╔══
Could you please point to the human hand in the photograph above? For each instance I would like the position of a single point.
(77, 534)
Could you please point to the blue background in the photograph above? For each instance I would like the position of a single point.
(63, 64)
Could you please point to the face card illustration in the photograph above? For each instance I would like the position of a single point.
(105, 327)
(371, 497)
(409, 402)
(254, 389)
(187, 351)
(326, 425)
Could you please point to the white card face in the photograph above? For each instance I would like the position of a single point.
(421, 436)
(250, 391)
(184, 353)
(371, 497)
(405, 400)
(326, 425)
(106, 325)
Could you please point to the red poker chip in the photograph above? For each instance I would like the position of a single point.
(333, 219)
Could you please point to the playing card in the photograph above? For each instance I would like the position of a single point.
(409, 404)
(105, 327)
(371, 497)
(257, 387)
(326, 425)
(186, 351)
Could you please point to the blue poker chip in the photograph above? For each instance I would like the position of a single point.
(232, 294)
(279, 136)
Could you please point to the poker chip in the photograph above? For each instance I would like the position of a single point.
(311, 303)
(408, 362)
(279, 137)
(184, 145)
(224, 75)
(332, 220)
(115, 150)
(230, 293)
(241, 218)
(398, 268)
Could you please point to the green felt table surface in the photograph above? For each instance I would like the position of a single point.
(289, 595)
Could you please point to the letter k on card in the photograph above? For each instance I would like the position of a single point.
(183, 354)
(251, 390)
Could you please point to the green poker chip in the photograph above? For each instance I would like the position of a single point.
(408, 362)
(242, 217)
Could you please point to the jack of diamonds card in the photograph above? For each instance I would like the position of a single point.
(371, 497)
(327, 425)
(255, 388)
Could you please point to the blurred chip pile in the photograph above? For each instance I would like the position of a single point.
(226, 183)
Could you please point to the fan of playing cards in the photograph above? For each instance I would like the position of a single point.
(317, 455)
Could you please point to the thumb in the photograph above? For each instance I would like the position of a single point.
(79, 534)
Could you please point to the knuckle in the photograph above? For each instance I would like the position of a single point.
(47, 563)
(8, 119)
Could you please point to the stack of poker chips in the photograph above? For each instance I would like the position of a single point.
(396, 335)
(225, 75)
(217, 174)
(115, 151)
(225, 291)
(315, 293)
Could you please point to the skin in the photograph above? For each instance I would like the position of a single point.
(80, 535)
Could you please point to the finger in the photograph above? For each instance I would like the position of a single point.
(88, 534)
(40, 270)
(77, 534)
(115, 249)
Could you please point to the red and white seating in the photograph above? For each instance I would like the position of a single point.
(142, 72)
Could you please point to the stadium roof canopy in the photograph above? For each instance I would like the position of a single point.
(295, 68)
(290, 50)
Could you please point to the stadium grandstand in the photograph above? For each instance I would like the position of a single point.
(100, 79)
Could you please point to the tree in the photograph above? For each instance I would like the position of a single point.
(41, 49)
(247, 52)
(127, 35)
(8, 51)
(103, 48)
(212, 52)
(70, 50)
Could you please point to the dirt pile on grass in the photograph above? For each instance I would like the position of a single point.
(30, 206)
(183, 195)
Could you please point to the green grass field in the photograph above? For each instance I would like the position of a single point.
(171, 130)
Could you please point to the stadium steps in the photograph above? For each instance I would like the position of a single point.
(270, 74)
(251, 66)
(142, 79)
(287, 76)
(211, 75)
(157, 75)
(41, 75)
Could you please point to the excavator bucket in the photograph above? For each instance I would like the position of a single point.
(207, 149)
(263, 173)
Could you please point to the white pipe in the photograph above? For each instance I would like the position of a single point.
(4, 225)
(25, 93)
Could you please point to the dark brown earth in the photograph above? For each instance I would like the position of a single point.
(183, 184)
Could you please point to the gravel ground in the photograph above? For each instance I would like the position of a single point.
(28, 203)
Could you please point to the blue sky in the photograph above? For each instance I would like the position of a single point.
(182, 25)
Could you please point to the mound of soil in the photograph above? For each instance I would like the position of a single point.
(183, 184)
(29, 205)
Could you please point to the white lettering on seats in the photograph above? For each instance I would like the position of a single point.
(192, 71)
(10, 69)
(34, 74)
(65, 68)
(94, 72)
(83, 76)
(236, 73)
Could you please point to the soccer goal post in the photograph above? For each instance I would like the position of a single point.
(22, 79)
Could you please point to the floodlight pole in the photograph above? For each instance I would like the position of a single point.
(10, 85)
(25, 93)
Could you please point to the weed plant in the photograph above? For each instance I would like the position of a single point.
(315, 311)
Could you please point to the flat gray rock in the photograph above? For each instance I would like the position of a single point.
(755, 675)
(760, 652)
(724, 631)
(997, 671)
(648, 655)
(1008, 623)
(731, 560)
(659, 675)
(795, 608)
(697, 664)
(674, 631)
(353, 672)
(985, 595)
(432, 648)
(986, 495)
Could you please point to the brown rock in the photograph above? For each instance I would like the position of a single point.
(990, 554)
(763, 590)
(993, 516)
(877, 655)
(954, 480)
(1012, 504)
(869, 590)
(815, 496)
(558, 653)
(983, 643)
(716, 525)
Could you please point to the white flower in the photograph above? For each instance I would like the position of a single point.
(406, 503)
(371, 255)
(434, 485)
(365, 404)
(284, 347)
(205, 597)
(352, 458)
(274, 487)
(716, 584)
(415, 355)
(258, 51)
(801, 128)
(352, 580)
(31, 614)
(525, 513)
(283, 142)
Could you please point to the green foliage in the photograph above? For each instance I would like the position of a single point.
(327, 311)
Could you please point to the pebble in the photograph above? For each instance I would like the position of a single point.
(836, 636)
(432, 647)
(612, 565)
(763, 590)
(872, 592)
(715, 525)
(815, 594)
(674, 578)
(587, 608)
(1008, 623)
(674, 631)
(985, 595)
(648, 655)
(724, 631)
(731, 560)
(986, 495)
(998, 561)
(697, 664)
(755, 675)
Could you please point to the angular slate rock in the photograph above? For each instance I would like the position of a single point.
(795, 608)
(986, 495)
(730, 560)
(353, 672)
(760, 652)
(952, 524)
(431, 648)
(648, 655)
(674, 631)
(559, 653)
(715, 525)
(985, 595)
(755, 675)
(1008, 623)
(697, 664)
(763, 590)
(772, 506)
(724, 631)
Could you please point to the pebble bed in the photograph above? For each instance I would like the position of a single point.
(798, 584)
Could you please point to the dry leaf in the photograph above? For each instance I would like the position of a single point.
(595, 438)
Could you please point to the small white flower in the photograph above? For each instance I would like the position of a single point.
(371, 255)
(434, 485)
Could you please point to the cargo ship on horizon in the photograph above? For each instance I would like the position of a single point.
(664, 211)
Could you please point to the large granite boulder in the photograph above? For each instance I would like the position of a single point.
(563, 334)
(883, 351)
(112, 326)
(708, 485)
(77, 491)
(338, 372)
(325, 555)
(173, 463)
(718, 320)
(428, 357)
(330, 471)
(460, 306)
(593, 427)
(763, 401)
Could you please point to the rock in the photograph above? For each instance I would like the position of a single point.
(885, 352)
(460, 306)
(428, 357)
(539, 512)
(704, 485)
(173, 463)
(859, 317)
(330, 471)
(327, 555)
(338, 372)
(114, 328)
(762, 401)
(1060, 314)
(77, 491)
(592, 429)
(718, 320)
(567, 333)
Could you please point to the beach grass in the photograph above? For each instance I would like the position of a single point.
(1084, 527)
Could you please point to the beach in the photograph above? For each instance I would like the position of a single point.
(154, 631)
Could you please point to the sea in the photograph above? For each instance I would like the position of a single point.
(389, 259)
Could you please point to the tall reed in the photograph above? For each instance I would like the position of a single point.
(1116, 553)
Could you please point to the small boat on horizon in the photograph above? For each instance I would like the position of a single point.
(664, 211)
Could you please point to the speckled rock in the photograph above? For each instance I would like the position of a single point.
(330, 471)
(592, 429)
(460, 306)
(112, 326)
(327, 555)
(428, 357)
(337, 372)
╚══
__DESCRIPTION OF THE TASK__: Extract all the material, leaving every line as it is.

__REPLY__:
Could you please point to the human hand in the photograph above? For each instance I would like the position of a single point.
(77, 534)
Could you please point to the blue background in the photograph above? For each instance I would like the position of a single point.
(63, 64)
Could you please point to the face card illustration in the photograph above? For each instance I would like the position of a single point.
(105, 327)
(371, 497)
(409, 402)
(254, 389)
(187, 351)
(326, 425)
Could you please point to the white card face in the photograph above? For each instance I would like the position of a single point.
(421, 436)
(250, 391)
(184, 353)
(371, 497)
(405, 400)
(326, 425)
(106, 325)
Could you please point to the red poker chip in the photograph above? For each instance I would like the position of a single point.
(333, 219)
Could you please point to the playing card in the photograph above? For each instance I would like the position of a single point.
(409, 404)
(105, 327)
(371, 497)
(257, 387)
(326, 425)
(186, 351)
Could you please point to the blue poker chip in the photograph above? For each instance I would like the position of a single point.
(232, 294)
(279, 136)
Could you please point to the poker chip in the photograph above? For each instance I would like the position of a single point.
(311, 303)
(408, 362)
(279, 137)
(184, 145)
(224, 75)
(332, 220)
(115, 150)
(230, 293)
(241, 218)
(398, 268)
Could you please point to the green felt table surface in the photograph above? For each instance I would like the position of a single point.
(289, 595)
Could you please point to the letter k on card in the photograph above? For each instance I would like the position of a single point.
(183, 354)
(251, 390)
Could you please point to the green poker chip in the photograph above? For each instance I would like the position of a single point.
(408, 362)
(242, 217)
Could you please point to the jack of diamonds card in the photograph above? For each instance I would like the position of a single point.
(371, 497)
(327, 425)
(255, 388)
Could you please point to the blurred chip pile in the photograph above? For each instance I would like the position of a single point.
(226, 183)
Could you please point to the fan of playing cards in the photograph above? For each instance I would like the position of a single point.
(317, 455)
Could you please point to the thumb in the photograph above? For each instance I would like the position of a single point.
(79, 534)
Could you please point to the knuckle in the photograph above? For each instance I would like the position of a single point.
(47, 563)
(8, 119)
Could you please point to the stack of poker chips in the photograph above? For each instance I would like the position of a single point.
(396, 335)
(225, 75)
(217, 174)
(115, 151)
(225, 291)
(315, 293)
Could you please point to the skin in the photograph above? For each instance I would like the position of a single point.
(80, 535)
Could you please point to the finger in the photograph above? For each instance I would like the position of a single point.
(88, 534)
(40, 270)
(77, 534)
(115, 249)
Could you please point to the red and white seating in the photograph above? For each instance I would like the position of a single point.
(142, 72)
Could you please point to the stadium roof canopy in the photograph above? For each instance I would like the position of a single point.
(295, 68)
(290, 50)
Could you please point to the stadium grandstand in the photograph above? For each instance I would like the position of a single point.
(100, 79)
Could you please point to the tree in the photograph above? For each instance I would like the position of a single point.
(41, 49)
(247, 52)
(127, 35)
(8, 51)
(103, 48)
(212, 52)
(70, 50)
Could you please point to the dirt pile on grass in the photograph above? For each instance I would like the position of a single point.
(30, 206)
(183, 195)
Could you please point to the green grass field in the photograph above? For each instance I would like the position of a single point.
(171, 130)
Could you please point to the stadium steps in the photograph above? For each instance I would like the position of a single point.
(270, 74)
(251, 66)
(142, 79)
(287, 76)
(211, 75)
(157, 75)
(41, 75)
Could you please point to the excavator bucket in the photograph above? For each instance I would like the position of a single point.
(207, 149)
(263, 173)
Could you please point to the white pipe in the photograph above? For each instance I would like the position of a single point.
(4, 225)
(25, 93)
Could you please point to the dark brown earth in the photograph above? For each instance I would like the position of a single point.
(183, 184)
Could you please point to the gravel ground in the photograph above? For each instance I would like the position of a single point.
(28, 203)
Could you please point to the blue sky in the photograph above? For each instance I would like the position of a single point.
(182, 25)
Could you please point to the mound of soil in the photograph above? For each instance I would like the position of a single point.
(183, 184)
(29, 205)
Could you please point to the white lettering on seats in the photograph above? For each instance I would like the position of a single point.
(192, 71)
(10, 69)
(34, 74)
(65, 68)
(94, 72)
(83, 76)
(236, 73)
Could you please point to the soccer goal post in the photograph above? For each instance I would like the position of a single point.
(22, 79)
Could you please point to the floodlight pole in the photograph above? For each instance I would like the position of a single point.
(10, 85)
(25, 93)
Could you please point to the weed plant in the photograph above? For each instance I would like the position of a single point.
(315, 311)
Could you please point to the flat gray rock in the photograph above? For each instance I would like the position of a single point.
(755, 675)
(760, 652)
(724, 631)
(997, 671)
(648, 655)
(1008, 623)
(731, 560)
(659, 675)
(795, 608)
(697, 664)
(674, 631)
(353, 672)
(985, 595)
(432, 648)
(986, 495)
Could you please point to the brown rock in the photograph above? For each instance I would like the position of a single point.
(990, 554)
(763, 590)
(993, 516)
(877, 655)
(954, 480)
(1012, 504)
(869, 590)
(815, 496)
(558, 653)
(983, 643)
(716, 525)
Could you please point to the white flower in the photograph above? For each instance I would like the position of a single point.
(406, 503)
(371, 255)
(434, 485)
(365, 404)
(284, 347)
(205, 597)
(352, 458)
(274, 487)
(716, 584)
(415, 355)
(258, 51)
(801, 128)
(352, 580)
(31, 614)
(525, 513)
(283, 142)
Could you please point to the green foliage in the photograph above? For each instance I would like the position of a single point.
(327, 311)
Could you please point to the pebble in the photograph above? For each instance I would like the position of a single point.
(836, 636)
(432, 647)
(612, 565)
(763, 590)
(872, 592)
(715, 525)
(815, 594)
(674, 578)
(587, 608)
(1008, 623)
(674, 631)
(985, 595)
(648, 655)
(724, 631)
(731, 560)
(986, 495)
(998, 561)
(697, 664)
(755, 675)
Could you please point to the angular slate rock in the photograph above? For each instance I would like the position of a single point.
(795, 608)
(986, 495)
(730, 560)
(353, 672)
(760, 652)
(952, 524)
(431, 648)
(648, 655)
(674, 631)
(559, 653)
(715, 525)
(985, 595)
(755, 675)
(1008, 623)
(697, 664)
(763, 590)
(772, 506)
(724, 631)
Could you please point to the pebble bed in the photograph above? For each instance I would like the position of a single point.
(798, 584)
Could you please point to the dry leaf in the photograph above? For each instance I would like the position of a single point.
(595, 438)
Could you please point to the small white flower in the photograph above? For each instance I would like the position of a single point.
(371, 255)
(434, 485)
Could you please point to the cargo ship on horizon in the photograph above? For each instance I would like the position of a single point.
(664, 211)
Could you please point to the large granite boulder in the photograph above? For each instance I would like the position of a single point.
(563, 334)
(883, 351)
(112, 326)
(708, 485)
(77, 491)
(338, 372)
(325, 555)
(173, 463)
(718, 320)
(428, 357)
(330, 471)
(460, 306)
(593, 427)
(763, 401)
Could you please point to the rock in the photograph above? For each instance I would like the position of a single point.
(885, 352)
(460, 306)
(428, 357)
(539, 512)
(704, 485)
(173, 463)
(859, 317)
(330, 471)
(327, 555)
(338, 372)
(114, 328)
(762, 401)
(1060, 314)
(77, 491)
(592, 429)
(718, 320)
(567, 333)
Could you please point to the beach grass in the photograph above? For each instance I would like the position of a single point.
(1084, 527)
Could you please point to the beach in the photograph above? For each instance I would like the position of a single point.
(154, 631)
Could you please point to the sea in the photograph above? For each instance I would like the position of a single point.
(389, 259)
Could you please point to the tall reed in the photograph above? For each instance I would like the position of a single point.
(1116, 553)
Could you please point to the small boat on horizon in the photograph above? For each instance I would like the position of a single point.
(664, 211)
Could you please point to the speckled rock in the photograph above? For each instance I would like the position of a single point.
(330, 471)
(592, 429)
(460, 306)
(112, 326)
(327, 555)
(428, 357)
(337, 372)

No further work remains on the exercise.